* THE EXERCISE *
Could you turn the lines below into a numbered list, from the one containing "[detect] rear wheel" through the last line, both included and with blank lines omitted?

* RECORD EXCERPTS *
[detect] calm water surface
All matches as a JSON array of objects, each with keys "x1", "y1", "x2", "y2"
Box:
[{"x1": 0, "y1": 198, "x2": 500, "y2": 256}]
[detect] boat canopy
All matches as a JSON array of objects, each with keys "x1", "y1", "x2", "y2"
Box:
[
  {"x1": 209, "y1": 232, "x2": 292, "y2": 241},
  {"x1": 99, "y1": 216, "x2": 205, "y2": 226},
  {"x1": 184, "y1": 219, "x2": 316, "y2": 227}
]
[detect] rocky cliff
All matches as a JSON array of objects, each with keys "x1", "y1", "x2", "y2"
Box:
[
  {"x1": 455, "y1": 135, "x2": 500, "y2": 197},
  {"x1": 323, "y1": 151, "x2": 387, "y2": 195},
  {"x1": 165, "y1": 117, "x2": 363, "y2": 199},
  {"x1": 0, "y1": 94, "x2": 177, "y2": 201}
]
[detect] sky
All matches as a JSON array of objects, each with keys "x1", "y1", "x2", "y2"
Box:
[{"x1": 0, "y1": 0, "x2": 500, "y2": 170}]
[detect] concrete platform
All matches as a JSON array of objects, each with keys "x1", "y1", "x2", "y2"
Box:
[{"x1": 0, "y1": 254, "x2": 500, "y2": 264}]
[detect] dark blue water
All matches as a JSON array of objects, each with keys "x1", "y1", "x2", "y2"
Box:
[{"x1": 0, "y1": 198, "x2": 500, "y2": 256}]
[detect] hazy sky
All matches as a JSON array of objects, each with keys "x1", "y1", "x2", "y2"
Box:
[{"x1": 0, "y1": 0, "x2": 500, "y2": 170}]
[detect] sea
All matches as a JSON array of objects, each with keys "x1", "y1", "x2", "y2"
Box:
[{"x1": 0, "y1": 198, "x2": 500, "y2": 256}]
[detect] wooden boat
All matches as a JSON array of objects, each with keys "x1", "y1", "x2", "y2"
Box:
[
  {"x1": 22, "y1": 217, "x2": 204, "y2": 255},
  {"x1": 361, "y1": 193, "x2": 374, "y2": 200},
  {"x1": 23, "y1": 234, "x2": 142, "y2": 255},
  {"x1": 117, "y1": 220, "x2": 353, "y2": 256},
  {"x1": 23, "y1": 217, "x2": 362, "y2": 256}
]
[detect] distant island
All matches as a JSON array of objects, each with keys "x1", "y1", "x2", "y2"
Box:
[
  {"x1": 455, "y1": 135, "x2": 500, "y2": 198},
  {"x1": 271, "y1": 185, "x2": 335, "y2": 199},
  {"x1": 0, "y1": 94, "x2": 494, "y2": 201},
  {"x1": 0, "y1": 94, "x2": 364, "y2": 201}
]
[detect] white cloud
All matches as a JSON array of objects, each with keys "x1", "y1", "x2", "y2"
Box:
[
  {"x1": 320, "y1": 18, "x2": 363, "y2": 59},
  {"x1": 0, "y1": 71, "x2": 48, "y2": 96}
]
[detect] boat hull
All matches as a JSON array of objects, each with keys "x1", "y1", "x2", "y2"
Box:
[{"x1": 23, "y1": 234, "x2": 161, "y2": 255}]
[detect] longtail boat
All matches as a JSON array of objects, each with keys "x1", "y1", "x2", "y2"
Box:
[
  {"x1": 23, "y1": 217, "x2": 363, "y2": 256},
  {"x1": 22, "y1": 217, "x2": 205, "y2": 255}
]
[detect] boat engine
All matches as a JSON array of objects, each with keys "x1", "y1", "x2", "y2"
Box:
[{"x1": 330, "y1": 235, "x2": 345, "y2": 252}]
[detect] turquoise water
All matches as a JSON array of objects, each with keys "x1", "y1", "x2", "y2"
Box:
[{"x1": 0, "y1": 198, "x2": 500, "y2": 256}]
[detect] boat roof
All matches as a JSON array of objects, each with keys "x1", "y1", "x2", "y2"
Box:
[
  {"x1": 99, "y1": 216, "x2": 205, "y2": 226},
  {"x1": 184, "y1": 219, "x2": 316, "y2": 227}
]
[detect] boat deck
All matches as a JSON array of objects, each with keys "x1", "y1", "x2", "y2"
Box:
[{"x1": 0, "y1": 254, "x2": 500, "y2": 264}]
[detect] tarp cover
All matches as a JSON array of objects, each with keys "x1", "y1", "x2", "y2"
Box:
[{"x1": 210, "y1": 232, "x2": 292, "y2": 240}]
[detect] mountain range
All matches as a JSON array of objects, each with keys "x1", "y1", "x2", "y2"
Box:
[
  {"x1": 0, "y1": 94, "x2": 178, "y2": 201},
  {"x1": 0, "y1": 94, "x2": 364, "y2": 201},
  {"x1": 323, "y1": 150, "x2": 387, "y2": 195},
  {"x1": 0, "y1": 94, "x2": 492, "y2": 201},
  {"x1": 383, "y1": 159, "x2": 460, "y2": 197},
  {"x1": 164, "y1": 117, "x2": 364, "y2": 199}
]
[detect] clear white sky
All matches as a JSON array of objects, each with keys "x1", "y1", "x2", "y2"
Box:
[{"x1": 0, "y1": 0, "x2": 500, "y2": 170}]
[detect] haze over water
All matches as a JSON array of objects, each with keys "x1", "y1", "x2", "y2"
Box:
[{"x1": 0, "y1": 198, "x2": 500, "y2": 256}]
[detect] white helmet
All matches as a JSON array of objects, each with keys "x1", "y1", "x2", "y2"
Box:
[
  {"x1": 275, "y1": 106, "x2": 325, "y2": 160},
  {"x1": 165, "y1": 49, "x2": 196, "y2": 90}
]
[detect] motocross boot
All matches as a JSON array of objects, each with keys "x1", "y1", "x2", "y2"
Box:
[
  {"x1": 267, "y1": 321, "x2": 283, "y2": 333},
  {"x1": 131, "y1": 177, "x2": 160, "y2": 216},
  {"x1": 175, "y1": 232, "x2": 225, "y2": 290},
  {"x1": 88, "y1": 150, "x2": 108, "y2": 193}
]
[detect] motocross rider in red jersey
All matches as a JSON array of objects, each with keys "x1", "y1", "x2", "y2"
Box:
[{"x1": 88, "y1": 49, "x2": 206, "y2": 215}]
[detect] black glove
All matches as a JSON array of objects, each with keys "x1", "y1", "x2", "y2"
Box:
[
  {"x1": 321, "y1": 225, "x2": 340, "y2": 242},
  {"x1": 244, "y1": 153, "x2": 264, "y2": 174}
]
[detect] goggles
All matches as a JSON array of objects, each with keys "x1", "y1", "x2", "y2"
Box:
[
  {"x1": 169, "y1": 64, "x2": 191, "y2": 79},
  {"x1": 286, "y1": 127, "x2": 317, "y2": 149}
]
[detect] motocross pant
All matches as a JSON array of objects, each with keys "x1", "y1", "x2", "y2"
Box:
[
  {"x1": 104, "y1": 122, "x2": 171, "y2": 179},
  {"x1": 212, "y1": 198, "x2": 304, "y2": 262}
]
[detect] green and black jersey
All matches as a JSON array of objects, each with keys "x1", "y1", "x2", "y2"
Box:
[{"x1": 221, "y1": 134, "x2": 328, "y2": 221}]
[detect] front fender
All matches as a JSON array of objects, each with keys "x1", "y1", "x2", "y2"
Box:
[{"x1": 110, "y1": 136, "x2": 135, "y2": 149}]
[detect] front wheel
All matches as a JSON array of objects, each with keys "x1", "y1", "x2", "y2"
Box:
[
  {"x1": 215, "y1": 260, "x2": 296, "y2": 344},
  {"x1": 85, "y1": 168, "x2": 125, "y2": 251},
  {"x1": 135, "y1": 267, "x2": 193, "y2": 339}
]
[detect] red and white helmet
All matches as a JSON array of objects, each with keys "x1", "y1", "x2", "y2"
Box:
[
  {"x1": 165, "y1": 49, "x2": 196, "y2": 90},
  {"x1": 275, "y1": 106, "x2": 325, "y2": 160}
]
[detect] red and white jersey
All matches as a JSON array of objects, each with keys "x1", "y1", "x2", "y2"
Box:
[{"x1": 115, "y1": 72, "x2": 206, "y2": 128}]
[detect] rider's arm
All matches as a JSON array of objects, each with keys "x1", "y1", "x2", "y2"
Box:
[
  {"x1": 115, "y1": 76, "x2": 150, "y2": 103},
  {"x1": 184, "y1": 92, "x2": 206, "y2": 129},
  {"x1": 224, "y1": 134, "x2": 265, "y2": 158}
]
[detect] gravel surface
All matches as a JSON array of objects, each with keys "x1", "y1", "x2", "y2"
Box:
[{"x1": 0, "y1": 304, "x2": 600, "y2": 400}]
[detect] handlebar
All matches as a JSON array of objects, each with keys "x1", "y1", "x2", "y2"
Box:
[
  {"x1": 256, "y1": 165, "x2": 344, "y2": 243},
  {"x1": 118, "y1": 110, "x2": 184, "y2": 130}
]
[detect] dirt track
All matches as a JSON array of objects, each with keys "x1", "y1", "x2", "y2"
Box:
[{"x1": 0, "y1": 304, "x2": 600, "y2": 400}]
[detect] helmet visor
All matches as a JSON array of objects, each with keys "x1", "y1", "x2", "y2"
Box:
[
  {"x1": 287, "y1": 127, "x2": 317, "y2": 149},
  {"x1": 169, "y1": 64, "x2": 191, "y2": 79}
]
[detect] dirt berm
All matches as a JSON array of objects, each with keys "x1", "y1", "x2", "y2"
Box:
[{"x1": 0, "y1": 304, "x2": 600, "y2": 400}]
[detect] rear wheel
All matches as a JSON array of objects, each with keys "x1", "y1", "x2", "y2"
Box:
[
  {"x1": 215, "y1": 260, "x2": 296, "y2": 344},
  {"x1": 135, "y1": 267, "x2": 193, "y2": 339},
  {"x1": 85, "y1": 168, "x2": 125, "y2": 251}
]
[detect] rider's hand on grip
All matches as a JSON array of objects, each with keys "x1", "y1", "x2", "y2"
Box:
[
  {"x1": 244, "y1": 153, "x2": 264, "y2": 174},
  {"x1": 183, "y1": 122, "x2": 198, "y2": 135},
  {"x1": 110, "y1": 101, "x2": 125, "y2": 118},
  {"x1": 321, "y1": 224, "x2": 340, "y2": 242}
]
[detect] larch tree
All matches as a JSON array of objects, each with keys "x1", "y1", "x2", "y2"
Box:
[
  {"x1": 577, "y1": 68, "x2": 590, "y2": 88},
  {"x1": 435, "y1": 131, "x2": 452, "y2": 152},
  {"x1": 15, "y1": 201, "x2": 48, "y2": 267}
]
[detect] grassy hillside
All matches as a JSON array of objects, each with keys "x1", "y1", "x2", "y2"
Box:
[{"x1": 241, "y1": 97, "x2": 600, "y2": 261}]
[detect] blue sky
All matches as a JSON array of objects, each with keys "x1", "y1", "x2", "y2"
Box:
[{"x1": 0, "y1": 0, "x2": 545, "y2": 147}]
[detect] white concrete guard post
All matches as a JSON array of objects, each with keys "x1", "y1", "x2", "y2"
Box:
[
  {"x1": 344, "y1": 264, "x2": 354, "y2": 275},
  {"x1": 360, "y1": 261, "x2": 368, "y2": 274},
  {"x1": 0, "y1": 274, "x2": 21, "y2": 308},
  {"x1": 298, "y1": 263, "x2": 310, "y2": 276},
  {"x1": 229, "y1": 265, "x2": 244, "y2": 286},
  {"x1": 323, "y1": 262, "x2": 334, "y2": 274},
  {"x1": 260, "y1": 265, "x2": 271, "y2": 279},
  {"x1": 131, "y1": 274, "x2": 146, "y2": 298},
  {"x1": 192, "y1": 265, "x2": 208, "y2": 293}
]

* TASK RESULT *
1. [detect] rear wheel
2. All matches as a JSON array of objects, each with keys "x1", "y1", "x2", "y2"
3. Box:
4. [
5.   {"x1": 215, "y1": 260, "x2": 296, "y2": 344},
6.   {"x1": 135, "y1": 267, "x2": 193, "y2": 339},
7.   {"x1": 85, "y1": 168, "x2": 125, "y2": 251}
8. ]
9. [detect] rider's hand on grip
10. All matches as a JSON array of objects, each with keys "x1", "y1", "x2", "y2"
11. Box:
12. [
13.   {"x1": 244, "y1": 153, "x2": 264, "y2": 174},
14.   {"x1": 183, "y1": 122, "x2": 198, "y2": 135},
15.   {"x1": 110, "y1": 101, "x2": 125, "y2": 118},
16.   {"x1": 321, "y1": 224, "x2": 340, "y2": 242}
17. ]
18. [detect] larch tree
19. All matches as a JSON array of objects, each with keys "x1", "y1", "x2", "y2"
20. Box:
21. [
22.   {"x1": 577, "y1": 68, "x2": 590, "y2": 88},
23.   {"x1": 435, "y1": 131, "x2": 452, "y2": 152},
24.   {"x1": 15, "y1": 201, "x2": 48, "y2": 267}
25. ]
26. [detect] grassy hillside
27. All matches as a JSON array of objects, each with keys "x1", "y1", "x2", "y2"
28. Box:
29. [{"x1": 241, "y1": 97, "x2": 600, "y2": 261}]
30. [detect] blue sky
31. All matches as a JSON array of objects, each with keys "x1", "y1", "x2", "y2"
32. Box:
33. [{"x1": 0, "y1": 0, "x2": 545, "y2": 147}]
34. [detect] white concrete guard post
35. All matches as a JSON array of objects, each with keys "x1", "y1", "x2", "y2"
36. Box:
37. [
38.   {"x1": 344, "y1": 264, "x2": 354, "y2": 275},
39.   {"x1": 360, "y1": 261, "x2": 368, "y2": 274},
40.   {"x1": 0, "y1": 274, "x2": 21, "y2": 308},
41.   {"x1": 298, "y1": 263, "x2": 310, "y2": 276},
42.   {"x1": 229, "y1": 265, "x2": 244, "y2": 286},
43.   {"x1": 323, "y1": 262, "x2": 334, "y2": 274},
44.   {"x1": 260, "y1": 265, "x2": 271, "y2": 279},
45.   {"x1": 131, "y1": 274, "x2": 146, "y2": 298},
46.   {"x1": 192, "y1": 265, "x2": 208, "y2": 293}
47. ]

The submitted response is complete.